▶ Directions
Retype the whole text on great tits and nematode-infected waxworms word for word.

▶ Text excerpt
>>

To untangle the puzzle, she enlisted help from a few avian predators: wild great tits, which are from a region of Finland where the Heterorhabditis nematode isn’t typically found. This was important, because the birds didn’t have preconceived notions about how these insects should look or smell, making them the ideal test subjects.
For her experiments, Jones separately presented 30 great tits with a selection of eight larval waxworms she had infected with nematodes. The experiment was aimed to determine whether color, scent or a combination of the two was the strongest deterrent. In the scent-only trials she used uninfected, normal white waxworms in a dish, with stinky, infected worms hidden underneath. To test color only, she put red, infected worms in a clear, odor-impermeable container and counted how many times the birds tried to peck them.
“The most surprising thing we saw was that it wasn’t the combination of strategies that worked best,” Jones says. While a red warning hue and a terrible smell both worked independently, using them together wasn’t as effective when it came to avoiding death by great tits. As it turns out, the birds were most averse to eating plain old stinky insects. “Having scent by itself tended to overshadow even the color and scent trials we did,” says Jones.
Scientists surmised that the odorific spectacle put on the bacteria was “like a no-vacancy sign at a motel, saying ‘don’t eat me, I’m horrible’,” says Richard Ffrench-Constant, a professor of molecular natural history at the University of Exeter who was not involved with the study.

<<

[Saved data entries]
>>

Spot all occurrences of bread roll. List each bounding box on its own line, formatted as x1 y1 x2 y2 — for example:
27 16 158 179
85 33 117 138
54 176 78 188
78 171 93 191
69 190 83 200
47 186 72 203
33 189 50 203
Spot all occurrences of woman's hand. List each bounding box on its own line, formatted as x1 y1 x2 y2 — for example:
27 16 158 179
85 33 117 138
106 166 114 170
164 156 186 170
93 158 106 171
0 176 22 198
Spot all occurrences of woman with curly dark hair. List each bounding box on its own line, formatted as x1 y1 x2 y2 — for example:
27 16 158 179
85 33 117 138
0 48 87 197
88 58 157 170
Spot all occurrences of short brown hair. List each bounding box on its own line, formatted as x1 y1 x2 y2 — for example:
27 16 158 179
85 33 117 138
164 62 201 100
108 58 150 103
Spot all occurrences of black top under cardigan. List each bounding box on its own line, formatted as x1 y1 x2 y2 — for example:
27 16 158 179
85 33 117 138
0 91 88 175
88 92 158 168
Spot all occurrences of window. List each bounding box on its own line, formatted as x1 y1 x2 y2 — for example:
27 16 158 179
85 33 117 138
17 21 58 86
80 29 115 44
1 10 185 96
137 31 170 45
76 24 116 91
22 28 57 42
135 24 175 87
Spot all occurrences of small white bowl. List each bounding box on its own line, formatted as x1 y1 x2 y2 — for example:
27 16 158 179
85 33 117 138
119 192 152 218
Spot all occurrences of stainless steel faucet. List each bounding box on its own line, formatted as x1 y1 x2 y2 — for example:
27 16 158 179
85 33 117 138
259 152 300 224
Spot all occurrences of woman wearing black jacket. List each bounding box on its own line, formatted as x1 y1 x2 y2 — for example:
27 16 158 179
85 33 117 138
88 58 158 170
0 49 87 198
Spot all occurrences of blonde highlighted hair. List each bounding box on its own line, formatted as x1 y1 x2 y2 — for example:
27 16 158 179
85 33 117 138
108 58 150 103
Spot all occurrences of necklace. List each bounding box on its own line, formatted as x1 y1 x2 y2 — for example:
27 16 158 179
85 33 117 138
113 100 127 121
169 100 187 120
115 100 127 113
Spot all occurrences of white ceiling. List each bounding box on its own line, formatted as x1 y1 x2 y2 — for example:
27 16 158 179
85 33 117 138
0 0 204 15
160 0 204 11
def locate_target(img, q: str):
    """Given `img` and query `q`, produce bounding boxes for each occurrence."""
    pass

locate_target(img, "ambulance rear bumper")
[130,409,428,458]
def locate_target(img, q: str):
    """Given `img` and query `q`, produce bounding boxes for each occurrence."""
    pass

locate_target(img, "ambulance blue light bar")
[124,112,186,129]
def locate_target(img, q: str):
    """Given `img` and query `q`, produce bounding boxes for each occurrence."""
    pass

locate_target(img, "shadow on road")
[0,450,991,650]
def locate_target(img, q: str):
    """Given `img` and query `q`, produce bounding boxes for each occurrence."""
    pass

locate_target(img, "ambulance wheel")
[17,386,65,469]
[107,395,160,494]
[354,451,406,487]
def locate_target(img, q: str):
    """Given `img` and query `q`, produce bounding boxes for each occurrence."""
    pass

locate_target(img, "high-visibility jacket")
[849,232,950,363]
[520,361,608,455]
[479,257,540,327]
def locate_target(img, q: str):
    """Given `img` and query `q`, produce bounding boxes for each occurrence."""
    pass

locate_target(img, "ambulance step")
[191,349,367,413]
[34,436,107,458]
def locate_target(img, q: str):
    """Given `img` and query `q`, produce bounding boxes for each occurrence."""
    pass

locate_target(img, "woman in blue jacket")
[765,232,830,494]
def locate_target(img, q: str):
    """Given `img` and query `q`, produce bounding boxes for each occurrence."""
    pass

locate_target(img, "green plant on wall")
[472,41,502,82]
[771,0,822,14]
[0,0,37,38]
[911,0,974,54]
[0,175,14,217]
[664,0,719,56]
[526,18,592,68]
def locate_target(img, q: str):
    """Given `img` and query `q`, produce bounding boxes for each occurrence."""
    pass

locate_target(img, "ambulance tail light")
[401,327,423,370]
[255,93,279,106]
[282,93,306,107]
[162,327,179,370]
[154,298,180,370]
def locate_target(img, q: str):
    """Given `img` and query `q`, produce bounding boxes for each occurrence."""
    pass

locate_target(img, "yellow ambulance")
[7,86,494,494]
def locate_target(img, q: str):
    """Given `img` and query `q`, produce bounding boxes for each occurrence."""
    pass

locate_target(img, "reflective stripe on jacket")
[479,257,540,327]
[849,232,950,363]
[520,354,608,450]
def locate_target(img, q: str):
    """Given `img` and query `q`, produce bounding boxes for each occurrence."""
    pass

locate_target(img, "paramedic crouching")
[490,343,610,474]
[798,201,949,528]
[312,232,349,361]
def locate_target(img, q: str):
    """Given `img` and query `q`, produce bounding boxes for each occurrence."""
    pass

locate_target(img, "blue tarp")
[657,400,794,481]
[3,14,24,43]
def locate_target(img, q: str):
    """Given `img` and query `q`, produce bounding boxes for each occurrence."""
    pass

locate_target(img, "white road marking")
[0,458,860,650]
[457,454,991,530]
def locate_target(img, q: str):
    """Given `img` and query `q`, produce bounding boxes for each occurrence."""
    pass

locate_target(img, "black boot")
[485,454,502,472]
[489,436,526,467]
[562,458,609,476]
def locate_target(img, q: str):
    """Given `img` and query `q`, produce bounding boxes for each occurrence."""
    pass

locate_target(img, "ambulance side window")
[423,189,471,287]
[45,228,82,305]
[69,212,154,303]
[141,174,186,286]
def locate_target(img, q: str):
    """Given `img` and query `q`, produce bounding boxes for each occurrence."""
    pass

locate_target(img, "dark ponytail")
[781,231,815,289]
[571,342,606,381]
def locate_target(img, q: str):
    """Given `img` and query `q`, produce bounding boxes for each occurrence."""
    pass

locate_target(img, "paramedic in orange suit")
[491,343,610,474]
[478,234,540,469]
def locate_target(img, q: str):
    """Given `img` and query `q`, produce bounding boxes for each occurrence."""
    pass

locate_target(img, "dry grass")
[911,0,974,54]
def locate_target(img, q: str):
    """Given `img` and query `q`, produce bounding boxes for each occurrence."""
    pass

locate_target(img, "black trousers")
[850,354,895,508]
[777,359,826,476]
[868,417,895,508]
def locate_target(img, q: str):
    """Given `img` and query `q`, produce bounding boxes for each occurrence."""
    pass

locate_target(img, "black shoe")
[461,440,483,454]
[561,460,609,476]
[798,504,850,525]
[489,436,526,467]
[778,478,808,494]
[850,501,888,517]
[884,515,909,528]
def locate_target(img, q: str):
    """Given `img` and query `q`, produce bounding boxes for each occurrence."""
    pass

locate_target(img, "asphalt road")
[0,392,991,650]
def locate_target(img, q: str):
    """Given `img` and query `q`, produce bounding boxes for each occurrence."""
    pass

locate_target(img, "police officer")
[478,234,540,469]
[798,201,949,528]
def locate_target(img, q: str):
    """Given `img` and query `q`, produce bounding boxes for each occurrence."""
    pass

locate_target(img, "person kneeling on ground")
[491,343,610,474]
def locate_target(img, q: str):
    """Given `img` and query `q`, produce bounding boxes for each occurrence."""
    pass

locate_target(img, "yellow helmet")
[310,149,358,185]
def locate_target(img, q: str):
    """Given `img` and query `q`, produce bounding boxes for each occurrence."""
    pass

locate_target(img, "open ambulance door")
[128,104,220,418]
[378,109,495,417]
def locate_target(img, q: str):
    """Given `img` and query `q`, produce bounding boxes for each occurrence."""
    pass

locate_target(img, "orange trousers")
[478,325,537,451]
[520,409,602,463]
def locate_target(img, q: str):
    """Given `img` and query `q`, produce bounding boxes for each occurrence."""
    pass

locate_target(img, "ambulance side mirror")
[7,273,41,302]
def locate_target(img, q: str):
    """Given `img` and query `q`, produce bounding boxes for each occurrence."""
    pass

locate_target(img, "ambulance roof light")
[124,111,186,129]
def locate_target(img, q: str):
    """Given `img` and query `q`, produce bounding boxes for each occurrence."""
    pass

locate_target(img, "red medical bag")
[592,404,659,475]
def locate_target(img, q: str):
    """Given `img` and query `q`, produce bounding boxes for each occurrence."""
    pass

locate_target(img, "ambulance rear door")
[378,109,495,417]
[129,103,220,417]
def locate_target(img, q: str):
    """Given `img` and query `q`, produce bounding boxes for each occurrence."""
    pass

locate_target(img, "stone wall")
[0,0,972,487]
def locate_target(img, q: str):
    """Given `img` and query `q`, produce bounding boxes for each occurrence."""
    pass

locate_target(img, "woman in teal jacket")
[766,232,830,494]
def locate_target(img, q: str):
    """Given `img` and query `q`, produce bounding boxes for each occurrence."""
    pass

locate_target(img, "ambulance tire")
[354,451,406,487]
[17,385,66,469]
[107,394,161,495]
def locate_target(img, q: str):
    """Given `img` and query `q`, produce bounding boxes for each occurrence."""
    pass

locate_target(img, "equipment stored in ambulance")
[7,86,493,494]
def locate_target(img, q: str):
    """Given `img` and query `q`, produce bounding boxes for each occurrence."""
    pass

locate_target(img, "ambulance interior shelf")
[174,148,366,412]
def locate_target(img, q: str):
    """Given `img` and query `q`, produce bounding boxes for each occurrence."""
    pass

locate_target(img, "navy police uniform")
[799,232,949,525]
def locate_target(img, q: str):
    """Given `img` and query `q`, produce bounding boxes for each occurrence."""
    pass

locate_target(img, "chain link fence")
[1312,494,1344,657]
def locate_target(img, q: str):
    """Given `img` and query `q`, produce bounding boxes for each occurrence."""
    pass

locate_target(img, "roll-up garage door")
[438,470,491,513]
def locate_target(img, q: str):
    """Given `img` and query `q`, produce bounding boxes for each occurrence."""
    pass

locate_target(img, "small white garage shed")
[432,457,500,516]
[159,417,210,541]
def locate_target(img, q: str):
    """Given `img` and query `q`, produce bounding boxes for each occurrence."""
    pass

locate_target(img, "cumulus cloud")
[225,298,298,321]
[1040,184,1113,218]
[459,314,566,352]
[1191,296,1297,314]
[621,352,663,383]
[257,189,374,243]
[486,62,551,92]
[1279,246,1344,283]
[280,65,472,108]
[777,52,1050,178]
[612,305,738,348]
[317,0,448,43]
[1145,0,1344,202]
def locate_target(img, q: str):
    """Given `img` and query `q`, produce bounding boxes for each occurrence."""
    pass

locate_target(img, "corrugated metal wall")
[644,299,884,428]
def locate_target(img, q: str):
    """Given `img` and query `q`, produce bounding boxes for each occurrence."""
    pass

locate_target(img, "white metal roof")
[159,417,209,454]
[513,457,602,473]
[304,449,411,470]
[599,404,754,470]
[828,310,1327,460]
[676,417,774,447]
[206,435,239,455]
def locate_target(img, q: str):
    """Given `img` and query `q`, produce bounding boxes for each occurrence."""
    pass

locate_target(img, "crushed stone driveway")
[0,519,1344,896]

<<

▶ Task answer
To untangle the puzzle, she enlisted help from a few avian predators: wild great tits, which are from a region of Finland where the Heterorhabditis nematode isn’t typically found. This was important, because the birds didn’t have preconceived notions about how these insects should look or smell, making them the ideal test subjects.
For her experiments, Jones separately presented 30 great tits with a selection of eight larval waxworms she had infected with nematodes. The experiment was aimed to determine whether color, scent or a combination of the two was the strongest deterrent. In the scent-only trials she used uninfected, normal white waxworms in a dish, with stinky, infected worms hidden underneath. To test color only, she put red, infected worms in a clear, odor-impermeable container and counted how many times the birds tried to peck them.
“The most surprising thing we saw was that it wasn’t the combination of strategies that worked best,” Jones says. While a red warning hue and a terrible smell both worked independently, using them together wasn’t as effective when it came to avoiding death by great tits. As it turns out, the birds were most averse to eating plain old stinky insects. “Having scent by itself tended to overshadow even the color and scent trials we did,” says Jones.
Scientists surmised that the odorific spectacle put on the bacteria was “like a no-vacancy sign at a motel, saying ‘don’t eat me, I’m horrible’,” says Richard Ffrench-Constant, a professor of molecular natural history at the University of Exeter who was not involved with the study.